Task objective: Render the records below as a two-column CSV with the headers request and boxes. Give one row per record, putting its text and its answer each in a single quoted field with line breaks replaced by spaces, and omit the pictures.

(Rows of box annotation data)

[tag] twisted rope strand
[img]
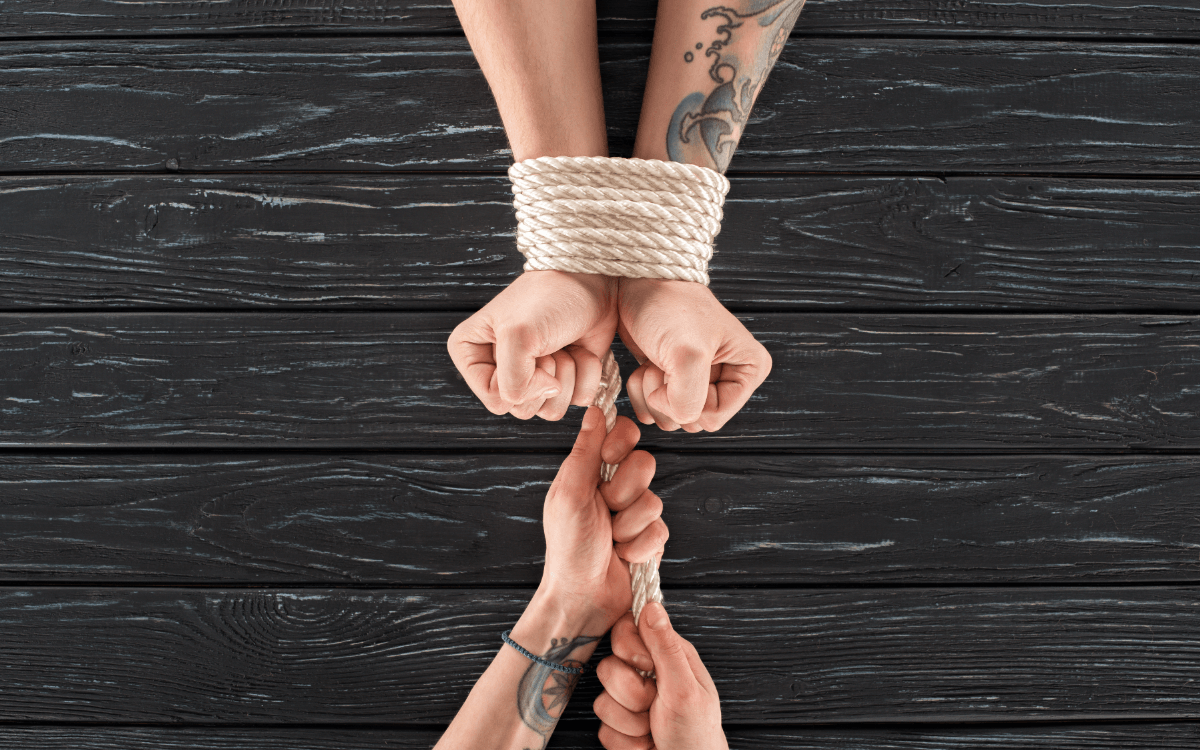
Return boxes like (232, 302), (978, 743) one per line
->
(592, 352), (662, 677)
(509, 156), (730, 286)
(509, 156), (730, 677)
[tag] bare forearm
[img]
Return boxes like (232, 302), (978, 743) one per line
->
(437, 589), (607, 750)
(634, 0), (804, 172)
(454, 0), (608, 161)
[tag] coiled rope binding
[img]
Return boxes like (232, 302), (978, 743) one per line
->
(509, 156), (730, 677)
(509, 156), (730, 286)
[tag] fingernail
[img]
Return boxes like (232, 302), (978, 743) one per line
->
(642, 601), (671, 630)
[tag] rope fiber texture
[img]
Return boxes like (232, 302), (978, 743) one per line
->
(509, 156), (730, 677)
(592, 352), (662, 677)
(509, 156), (730, 286)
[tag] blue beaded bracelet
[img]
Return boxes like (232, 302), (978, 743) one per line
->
(500, 630), (587, 674)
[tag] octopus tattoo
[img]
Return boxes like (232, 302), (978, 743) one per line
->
(667, 0), (804, 172)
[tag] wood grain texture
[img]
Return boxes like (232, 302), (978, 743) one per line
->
(0, 0), (1200, 38)
(0, 38), (1200, 176)
(0, 452), (1200, 587)
(0, 721), (1200, 750)
(0, 174), (1200, 312)
(0, 313), (1200, 452)
(0, 587), (1200, 725)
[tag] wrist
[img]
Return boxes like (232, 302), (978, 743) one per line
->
(512, 581), (612, 653)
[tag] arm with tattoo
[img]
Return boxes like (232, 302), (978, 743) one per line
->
(437, 407), (666, 750)
(634, 0), (804, 172)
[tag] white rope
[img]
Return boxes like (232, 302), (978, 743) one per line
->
(592, 352), (662, 677)
(509, 156), (730, 677)
(509, 156), (730, 286)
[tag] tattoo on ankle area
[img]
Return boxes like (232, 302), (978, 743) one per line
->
(517, 636), (600, 748)
(667, 0), (804, 172)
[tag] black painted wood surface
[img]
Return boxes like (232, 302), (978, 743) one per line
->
(0, 0), (1200, 40)
(0, 721), (1200, 750)
(0, 0), (1200, 750)
(0, 37), (1200, 176)
(0, 451), (1200, 589)
(0, 313), (1200, 452)
(0, 174), (1200, 312)
(0, 587), (1200, 725)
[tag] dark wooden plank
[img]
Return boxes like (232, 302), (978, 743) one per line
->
(0, 452), (1200, 587)
(0, 38), (1200, 175)
(0, 0), (1200, 38)
(0, 313), (1200, 452)
(0, 587), (1200, 725)
(0, 721), (1200, 750)
(9, 175), (1200, 312)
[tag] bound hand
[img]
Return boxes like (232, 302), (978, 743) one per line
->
(446, 271), (617, 421)
(593, 601), (730, 750)
(618, 278), (770, 432)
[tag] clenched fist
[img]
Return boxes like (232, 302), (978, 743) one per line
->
(593, 601), (730, 750)
(618, 278), (770, 432)
(446, 271), (617, 420)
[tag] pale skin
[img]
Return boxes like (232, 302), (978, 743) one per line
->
(438, 0), (803, 750)
(593, 602), (730, 750)
(437, 407), (667, 750)
(448, 0), (803, 432)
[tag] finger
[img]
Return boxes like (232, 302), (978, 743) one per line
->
(446, 316), (509, 414)
(496, 325), (560, 404)
(646, 346), (713, 424)
(596, 652), (658, 714)
(600, 416), (642, 464)
(538, 349), (576, 422)
(558, 344), (602, 407)
(682, 365), (725, 432)
(598, 724), (654, 750)
(698, 331), (772, 432)
(506, 356), (557, 419)
(600, 450), (655, 511)
(592, 690), (650, 737)
(612, 490), (662, 542)
(683, 638), (716, 695)
(613, 518), (671, 563)
(625, 365), (654, 425)
(637, 601), (696, 696)
(617, 312), (647, 365)
(642, 365), (679, 432)
(550, 407), (605, 498)
(611, 612), (654, 672)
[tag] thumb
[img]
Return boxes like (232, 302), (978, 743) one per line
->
(496, 331), (562, 403)
(554, 407), (608, 498)
(637, 601), (695, 695)
(646, 349), (713, 425)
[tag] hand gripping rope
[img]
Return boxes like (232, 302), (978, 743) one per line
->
(509, 156), (730, 676)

Result for this task:
request,boxes
"[tag] twisted rope strand [img] Return boxes like (232, 302), (978, 743) one per line ->","(592, 352), (662, 677) (509, 156), (730, 286) (509, 156), (730, 677)"
"[tag] bare forearm [img] Return boxes like (232, 302), (978, 743) one per line ->","(437, 589), (607, 750) (634, 0), (804, 172) (454, 0), (608, 161)"
"[tag] coiled rope binding [img] Return boxes like (232, 302), (978, 743) one per line ->","(509, 156), (730, 677) (509, 156), (730, 286)"
"[tag] fingernail [img] Return boxes like (232, 302), (978, 743) one per line ->","(642, 601), (671, 630)"
"[tag] rope fiber texture [img] Return boxes like (232, 302), (978, 743) one per line ->","(509, 156), (730, 677) (592, 352), (662, 677) (509, 156), (730, 286)"
"[tag] blue beaded bracelet [img] Return boxes like (232, 302), (978, 743) one per line ->","(500, 630), (587, 674)"
"[tag] octopus tattoo [img] Return boxes like (232, 302), (978, 743) one per line ->","(667, 0), (804, 172)"
"[tag] wood grain texture [img] Return boxes like (232, 302), (978, 743) one per line ->","(0, 0), (1200, 38) (0, 38), (1200, 176) (0, 452), (1200, 587) (0, 721), (1200, 750) (0, 174), (1200, 312) (0, 313), (1200, 452) (0, 587), (1200, 725)"
"[tag] wrist [img] Return boxes like (232, 302), (978, 743) one per line ->","(512, 581), (612, 653)"
"[tag] arm with tattoo [img] Return boxes like (232, 302), (978, 743) one per line ->","(437, 407), (666, 750) (634, 0), (804, 172)"
"[tag] white rope [img] Return boxes like (232, 302), (978, 743) one per line ->","(592, 352), (662, 677) (509, 156), (730, 677) (509, 156), (730, 286)"
"[tag] tattoo on ankle area [img] Return boxes like (232, 302), (978, 743) one per line ->","(517, 636), (600, 748) (667, 0), (804, 172)"
"[tag] black painted wood surface [img] Return boxes like (232, 302), (978, 743) one per line ->","(0, 0), (1200, 40) (0, 721), (1200, 750) (0, 0), (1200, 750) (0, 37), (1200, 176) (0, 451), (1200, 589) (0, 313), (1200, 452) (0, 174), (1200, 312) (0, 587), (1200, 725)"
"[tag] dark wooden plank [img] Return boxes like (232, 302), (978, 743) one per line ->","(0, 452), (1200, 587) (0, 38), (1200, 175) (0, 0), (1200, 38) (0, 313), (1200, 452) (0, 587), (1200, 725) (0, 721), (1200, 750) (9, 175), (1200, 312)"
"[tag] bound hand [img] Return boxes like (232, 302), (978, 743) one per line ->","(446, 271), (617, 421) (593, 601), (730, 750) (618, 278), (770, 432)"
"[tag] clenched fist [img] Return boxes like (232, 302), (978, 743) one per line ->","(593, 601), (730, 750) (618, 278), (770, 432) (446, 271), (617, 420)"
"[tag] pale skin [img] Return boxes like (232, 302), (978, 743) one per line ->","(438, 0), (803, 750) (593, 602), (730, 750) (437, 407), (667, 750) (448, 0), (803, 432)"
"[tag] finger [img] Return boxes like (232, 302), (978, 743) one per line ->","(446, 316), (509, 414) (496, 325), (560, 404) (646, 346), (713, 424) (596, 652), (658, 714) (600, 416), (642, 464) (538, 349), (576, 422) (558, 344), (602, 407) (682, 365), (725, 432) (598, 724), (654, 750) (698, 331), (772, 432) (506, 356), (557, 419) (600, 450), (655, 511) (592, 690), (650, 737) (612, 490), (662, 542) (683, 638), (716, 695) (613, 518), (671, 563) (625, 365), (654, 425) (637, 601), (696, 696) (617, 312), (647, 365) (642, 365), (679, 432) (550, 407), (605, 498) (611, 612), (654, 672)"
"[tag] thumb [img] Return boxes like (232, 302), (978, 743) one per line ->","(496, 331), (562, 403) (554, 407), (608, 498) (637, 601), (695, 695) (646, 349), (713, 425)"
"[tag] hand gripping rope [img] Return boxes like (232, 302), (978, 743) one per line ->","(509, 156), (730, 676)"